*** Opening of DATA SUPPLIED ***

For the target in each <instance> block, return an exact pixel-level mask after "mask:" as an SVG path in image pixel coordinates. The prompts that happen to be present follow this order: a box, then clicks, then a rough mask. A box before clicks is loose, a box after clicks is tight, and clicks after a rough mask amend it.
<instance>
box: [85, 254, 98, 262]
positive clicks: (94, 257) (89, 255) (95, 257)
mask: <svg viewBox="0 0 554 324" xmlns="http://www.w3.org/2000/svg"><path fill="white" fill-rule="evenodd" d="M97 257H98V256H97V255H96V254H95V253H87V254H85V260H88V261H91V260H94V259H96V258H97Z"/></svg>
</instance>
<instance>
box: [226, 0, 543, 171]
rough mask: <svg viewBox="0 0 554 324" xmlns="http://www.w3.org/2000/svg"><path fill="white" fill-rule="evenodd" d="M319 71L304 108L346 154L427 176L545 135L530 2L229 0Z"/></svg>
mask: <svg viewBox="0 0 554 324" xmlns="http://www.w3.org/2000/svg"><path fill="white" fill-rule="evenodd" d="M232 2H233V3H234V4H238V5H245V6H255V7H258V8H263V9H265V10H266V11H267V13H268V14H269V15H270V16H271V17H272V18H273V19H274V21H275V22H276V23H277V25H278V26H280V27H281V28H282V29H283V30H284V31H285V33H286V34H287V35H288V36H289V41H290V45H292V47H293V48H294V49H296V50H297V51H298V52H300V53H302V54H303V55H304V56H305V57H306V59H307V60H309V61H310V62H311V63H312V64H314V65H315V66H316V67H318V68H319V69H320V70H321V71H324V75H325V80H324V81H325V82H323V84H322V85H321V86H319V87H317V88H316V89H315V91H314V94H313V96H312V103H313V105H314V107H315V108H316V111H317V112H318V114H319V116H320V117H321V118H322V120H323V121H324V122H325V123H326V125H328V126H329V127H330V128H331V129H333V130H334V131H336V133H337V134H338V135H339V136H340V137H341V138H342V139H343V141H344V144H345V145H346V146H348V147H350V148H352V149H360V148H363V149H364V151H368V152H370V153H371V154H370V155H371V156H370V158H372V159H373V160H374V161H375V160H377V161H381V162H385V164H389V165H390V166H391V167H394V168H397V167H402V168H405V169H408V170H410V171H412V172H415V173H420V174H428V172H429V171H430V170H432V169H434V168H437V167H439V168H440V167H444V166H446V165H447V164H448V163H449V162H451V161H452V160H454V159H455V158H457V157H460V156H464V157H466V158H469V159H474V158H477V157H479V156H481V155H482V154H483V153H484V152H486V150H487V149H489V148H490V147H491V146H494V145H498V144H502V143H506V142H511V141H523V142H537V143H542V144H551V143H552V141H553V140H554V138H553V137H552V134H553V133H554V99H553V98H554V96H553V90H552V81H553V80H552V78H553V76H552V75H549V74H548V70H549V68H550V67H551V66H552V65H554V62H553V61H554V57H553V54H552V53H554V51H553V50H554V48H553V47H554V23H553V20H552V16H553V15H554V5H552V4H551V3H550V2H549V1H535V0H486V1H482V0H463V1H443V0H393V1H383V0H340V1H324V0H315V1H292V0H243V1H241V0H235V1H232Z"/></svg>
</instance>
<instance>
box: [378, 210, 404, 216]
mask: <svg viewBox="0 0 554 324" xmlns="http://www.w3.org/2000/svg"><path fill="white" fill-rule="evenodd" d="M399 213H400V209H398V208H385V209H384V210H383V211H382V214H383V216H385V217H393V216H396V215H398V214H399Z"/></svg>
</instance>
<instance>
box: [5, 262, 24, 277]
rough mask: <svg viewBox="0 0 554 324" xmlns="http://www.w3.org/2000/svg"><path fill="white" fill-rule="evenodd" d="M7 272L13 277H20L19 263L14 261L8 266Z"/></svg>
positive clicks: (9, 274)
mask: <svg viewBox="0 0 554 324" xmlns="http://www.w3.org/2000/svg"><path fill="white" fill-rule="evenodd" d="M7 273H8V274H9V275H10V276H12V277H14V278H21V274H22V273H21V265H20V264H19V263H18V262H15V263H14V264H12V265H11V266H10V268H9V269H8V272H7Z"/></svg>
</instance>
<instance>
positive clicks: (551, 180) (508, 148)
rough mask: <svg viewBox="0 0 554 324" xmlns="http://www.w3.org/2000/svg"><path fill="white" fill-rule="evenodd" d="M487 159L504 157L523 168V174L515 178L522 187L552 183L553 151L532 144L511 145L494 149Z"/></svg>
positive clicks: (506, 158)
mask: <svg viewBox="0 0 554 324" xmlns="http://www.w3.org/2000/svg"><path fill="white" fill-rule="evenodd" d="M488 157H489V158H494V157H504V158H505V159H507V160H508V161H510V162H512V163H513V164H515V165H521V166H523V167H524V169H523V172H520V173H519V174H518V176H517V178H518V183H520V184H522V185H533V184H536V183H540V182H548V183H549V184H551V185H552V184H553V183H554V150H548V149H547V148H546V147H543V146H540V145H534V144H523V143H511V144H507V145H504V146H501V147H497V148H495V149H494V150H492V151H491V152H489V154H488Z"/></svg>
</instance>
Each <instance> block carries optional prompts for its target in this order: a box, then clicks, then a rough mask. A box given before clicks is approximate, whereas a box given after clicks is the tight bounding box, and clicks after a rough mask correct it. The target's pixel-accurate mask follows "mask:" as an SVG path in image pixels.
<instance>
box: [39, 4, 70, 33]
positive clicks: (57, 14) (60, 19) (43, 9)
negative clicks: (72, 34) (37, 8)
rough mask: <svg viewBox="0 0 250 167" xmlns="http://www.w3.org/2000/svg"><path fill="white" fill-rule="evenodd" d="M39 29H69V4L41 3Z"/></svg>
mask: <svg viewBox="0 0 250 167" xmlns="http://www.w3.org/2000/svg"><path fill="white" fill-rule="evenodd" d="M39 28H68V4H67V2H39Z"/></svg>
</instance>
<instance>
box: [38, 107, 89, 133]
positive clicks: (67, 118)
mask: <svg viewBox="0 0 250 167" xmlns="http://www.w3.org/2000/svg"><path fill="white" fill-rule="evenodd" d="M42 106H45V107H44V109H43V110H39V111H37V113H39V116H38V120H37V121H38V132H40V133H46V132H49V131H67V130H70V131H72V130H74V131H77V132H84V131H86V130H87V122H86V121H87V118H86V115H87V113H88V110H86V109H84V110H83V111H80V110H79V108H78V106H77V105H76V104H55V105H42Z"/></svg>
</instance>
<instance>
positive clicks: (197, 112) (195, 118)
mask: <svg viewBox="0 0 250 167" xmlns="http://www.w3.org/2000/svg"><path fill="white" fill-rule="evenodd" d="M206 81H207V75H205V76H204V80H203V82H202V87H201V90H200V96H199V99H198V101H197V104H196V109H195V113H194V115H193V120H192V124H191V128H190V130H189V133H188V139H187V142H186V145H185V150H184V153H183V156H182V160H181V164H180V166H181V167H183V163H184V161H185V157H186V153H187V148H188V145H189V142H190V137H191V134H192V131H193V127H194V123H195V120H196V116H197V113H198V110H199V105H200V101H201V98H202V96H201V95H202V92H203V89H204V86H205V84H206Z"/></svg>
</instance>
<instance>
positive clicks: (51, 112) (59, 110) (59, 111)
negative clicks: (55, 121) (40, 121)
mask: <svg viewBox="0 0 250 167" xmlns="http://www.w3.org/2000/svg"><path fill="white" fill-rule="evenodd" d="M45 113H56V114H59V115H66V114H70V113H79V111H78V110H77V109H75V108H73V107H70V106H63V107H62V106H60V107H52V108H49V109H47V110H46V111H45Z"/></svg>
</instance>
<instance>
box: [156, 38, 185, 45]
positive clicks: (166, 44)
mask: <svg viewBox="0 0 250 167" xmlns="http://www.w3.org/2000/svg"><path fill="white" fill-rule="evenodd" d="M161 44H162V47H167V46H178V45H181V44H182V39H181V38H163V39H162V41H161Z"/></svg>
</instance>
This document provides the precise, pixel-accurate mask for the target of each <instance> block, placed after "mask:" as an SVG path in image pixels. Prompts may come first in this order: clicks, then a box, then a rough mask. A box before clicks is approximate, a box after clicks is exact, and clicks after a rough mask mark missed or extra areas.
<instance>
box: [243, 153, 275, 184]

*** Close of DATA SUPPLIED ***

#### [WORK INSTRUCTION]
Can you transcribe the material verbatim, from its first line up to and including the line with "positive clicks: (94, 257)"?

#### [EXERCISE ANSWER]
For the target in each <instance> block, return an exact pixel-level mask after "mask:" as an SVG path in image pixel coordinates. The prompts that happen to be present follow this order: a box, then clicks, then a rough mask. A box before clicks is loose, a box after clicks is tight, and clicks after a rough mask amend it.
<instance>
box: [85, 254, 98, 262]
positive clicks: (94, 257) (89, 255) (95, 257)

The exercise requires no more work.